[Begin Selection]

1. Methodology – the asset allocation discipline we follow is superior over the long run to anyone’s attempt (even mine… especially mine?) to outguess the market direction from week to week. Once I knew the immediate “crash” would not continue, there was no reason to continue overriding the methodology. I’m confident the methodology (and we) will handle a decline just fine, and make good money over the long run.
2. Stock Market/ Investor Behavior – Stocks rarely go in the same direction every day for very long. Since last week was so brutal, the probability is high for a bounce sometime early this week, especially if the Financial Leaders in Europe come up with a “solution” for the Greek debt crisis over the weekend. (Remember when the US Government announced the 1st and the 2nd bailout packages? There were always bounces, even if they were temporary.)

[End Selection]

What to work on
1) In the market commentary, rewrite the part that opens with the words containing "1. Methodology –" and closes with "they were temporary.)", changing "Greek debt crisis" to "European debt crisis".
2) According to the market commentary, why is a bounce likely early this week? Answer in one to three sentences.
3) Continue the market commentary from its last sentence.

[Begin Entries supplied]

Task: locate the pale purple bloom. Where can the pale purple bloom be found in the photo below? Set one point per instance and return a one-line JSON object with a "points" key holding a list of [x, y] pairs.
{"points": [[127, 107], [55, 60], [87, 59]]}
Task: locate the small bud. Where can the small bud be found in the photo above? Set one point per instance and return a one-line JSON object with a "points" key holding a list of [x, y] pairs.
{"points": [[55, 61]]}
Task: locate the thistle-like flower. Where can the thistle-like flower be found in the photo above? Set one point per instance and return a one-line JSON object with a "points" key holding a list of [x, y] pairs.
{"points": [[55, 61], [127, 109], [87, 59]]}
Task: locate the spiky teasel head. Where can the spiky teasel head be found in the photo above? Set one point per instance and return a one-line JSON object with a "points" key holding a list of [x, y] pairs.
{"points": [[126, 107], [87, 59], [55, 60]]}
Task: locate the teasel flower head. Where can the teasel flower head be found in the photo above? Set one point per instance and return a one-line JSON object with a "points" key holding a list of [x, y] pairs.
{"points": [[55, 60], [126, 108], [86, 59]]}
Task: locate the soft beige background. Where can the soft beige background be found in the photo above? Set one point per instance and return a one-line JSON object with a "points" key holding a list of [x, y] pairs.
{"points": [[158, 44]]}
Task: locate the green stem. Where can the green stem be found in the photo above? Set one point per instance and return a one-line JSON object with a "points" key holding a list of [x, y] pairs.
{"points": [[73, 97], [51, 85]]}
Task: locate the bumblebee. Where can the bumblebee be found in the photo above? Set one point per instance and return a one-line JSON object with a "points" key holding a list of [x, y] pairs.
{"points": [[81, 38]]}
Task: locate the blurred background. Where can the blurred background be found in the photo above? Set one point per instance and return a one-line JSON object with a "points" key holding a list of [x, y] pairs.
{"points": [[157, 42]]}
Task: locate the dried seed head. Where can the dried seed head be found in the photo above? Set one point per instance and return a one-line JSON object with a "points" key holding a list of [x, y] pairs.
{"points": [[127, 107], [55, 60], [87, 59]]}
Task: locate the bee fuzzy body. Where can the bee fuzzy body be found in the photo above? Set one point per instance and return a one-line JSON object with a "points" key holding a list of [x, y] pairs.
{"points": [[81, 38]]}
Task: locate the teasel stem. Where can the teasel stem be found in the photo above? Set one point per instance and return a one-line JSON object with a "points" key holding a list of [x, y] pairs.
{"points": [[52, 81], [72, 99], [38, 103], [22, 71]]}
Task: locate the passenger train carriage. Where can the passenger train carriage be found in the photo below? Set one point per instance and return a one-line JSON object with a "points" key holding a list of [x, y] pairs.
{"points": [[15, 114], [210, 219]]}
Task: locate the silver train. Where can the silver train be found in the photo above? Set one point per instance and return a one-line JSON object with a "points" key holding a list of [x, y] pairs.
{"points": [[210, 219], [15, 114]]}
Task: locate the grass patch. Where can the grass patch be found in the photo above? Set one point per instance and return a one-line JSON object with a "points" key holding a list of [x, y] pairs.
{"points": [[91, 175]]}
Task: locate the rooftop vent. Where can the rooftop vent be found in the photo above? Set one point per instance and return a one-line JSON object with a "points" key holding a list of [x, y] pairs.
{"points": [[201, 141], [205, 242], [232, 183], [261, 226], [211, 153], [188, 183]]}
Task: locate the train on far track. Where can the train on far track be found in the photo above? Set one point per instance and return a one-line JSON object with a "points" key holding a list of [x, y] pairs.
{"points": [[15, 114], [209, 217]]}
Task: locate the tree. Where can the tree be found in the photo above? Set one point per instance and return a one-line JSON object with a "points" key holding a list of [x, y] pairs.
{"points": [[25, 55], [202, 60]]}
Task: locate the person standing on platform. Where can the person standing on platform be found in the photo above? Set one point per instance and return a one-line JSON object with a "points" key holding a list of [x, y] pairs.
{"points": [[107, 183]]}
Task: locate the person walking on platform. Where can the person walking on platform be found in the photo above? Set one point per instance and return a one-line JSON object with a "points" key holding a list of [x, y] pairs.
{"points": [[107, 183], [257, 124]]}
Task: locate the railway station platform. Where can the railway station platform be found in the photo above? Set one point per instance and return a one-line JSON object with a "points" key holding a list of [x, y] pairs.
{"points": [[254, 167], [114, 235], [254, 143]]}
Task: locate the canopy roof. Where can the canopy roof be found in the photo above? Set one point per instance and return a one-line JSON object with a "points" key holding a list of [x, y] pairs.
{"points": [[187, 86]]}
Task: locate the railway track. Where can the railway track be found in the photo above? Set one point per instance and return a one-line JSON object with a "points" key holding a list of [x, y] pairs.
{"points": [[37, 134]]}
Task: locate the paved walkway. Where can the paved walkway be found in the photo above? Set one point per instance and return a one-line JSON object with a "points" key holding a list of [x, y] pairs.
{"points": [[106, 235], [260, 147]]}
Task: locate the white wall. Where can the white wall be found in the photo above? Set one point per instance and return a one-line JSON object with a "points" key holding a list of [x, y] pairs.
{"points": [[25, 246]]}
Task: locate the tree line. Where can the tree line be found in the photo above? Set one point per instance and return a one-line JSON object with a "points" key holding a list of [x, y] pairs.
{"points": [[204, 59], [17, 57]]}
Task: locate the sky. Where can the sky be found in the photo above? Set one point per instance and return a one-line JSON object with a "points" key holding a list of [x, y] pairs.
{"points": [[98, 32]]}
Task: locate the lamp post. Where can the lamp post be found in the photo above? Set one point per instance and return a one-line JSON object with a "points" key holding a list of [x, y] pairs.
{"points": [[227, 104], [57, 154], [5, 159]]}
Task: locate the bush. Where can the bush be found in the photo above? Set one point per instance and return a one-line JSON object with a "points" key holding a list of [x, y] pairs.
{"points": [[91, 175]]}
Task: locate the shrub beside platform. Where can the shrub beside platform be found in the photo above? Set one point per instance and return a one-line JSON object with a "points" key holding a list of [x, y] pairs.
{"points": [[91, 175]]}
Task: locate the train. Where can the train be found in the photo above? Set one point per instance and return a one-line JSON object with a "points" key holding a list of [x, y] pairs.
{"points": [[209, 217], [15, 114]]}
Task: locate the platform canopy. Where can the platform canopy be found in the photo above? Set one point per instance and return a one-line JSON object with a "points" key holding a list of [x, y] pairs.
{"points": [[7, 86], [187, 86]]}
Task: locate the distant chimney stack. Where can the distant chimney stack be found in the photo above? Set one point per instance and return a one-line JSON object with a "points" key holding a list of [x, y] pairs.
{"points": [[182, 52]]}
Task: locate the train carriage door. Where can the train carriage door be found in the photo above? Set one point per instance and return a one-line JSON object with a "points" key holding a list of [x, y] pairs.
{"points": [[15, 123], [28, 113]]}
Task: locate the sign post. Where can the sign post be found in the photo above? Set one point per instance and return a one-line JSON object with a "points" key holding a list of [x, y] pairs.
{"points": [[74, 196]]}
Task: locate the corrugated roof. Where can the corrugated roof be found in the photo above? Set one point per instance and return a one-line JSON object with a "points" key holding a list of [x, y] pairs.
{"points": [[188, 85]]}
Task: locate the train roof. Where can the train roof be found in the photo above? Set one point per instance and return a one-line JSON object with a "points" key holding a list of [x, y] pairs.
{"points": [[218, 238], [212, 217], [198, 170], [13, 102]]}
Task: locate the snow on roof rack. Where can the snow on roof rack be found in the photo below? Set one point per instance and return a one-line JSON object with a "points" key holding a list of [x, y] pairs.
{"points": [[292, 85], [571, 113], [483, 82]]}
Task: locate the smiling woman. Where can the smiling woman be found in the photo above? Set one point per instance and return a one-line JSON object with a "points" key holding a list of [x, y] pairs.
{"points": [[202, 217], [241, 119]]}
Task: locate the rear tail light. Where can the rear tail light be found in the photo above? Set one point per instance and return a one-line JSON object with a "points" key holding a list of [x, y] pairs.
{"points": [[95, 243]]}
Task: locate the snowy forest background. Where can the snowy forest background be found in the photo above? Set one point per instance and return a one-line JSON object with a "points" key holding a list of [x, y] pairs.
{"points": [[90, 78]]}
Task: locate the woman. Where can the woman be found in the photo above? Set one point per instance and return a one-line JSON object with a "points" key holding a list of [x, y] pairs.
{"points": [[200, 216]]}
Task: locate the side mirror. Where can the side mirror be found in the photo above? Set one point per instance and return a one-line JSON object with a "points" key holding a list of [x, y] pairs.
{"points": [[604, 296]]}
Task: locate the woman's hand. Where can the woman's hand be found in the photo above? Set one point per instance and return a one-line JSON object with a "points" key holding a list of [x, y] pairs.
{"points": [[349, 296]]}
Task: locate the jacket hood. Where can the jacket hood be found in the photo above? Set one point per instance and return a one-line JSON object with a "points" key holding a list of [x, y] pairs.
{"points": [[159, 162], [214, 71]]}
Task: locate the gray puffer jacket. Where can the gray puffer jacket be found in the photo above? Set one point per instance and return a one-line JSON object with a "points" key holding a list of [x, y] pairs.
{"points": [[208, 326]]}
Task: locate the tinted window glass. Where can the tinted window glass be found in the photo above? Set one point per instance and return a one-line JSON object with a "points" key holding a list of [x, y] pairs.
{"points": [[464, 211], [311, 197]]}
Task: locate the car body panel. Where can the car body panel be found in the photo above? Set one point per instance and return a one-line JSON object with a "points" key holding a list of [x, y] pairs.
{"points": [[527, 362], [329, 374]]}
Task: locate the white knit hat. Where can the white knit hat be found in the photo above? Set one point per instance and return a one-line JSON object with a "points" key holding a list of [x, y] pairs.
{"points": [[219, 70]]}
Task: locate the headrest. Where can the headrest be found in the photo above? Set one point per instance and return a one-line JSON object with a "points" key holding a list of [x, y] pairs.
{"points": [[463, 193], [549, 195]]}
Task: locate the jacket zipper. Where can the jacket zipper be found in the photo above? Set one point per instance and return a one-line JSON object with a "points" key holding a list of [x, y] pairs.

[End Entries supplied]

Written responses
1)
1. Methodology – the asset allocation discipline we follow is superior over the long run to anyone’s attempt (even mine… especially mine?) to outguess the market direction from week to week. Once I knew the immediate “crash” would not continue, there was no reason to continue overriding the methodology. I’m confident the methodology (and we) will handle a decline just fine, and make good money over the long run.
2. Stock Market/ Investor Behavior – Stocks rarely go in the same direction every day for very long. Since last week was so brutal, the probability is high for a bounce sometime early this week, especially if the Financial Leaders in Europe come up with a “solution” for the European debt crisis over the weekend. (Remember when the US Government announced the 1st and the 2nd bailout packages? There were always bounces, even if they were temporary.)

2) Stocks rarely move in the same direction every day for very long, and last week was so brutal that the chance of a bounce early this week is high. That chance is greater if European financial leaders announce a "solution" for the Greek debt crisis over the weekend.

3)
I want to emphasize my belief that we will make money over time by following a discipline, not by trading in and out of the markets. Thursday’s market behavior involved the biggest one day point drop in the history of the Dow Jones industrial average, so, it made sense to play it safer with your money until things stabilized somewhat. Volatility will probably continue… up as well as down… for a while, but our methodology compensates for that, and manages risk accordingly.
Thanks for your trust. I fully intend to profit from the expected market rushes of greed and fear by following our discipline.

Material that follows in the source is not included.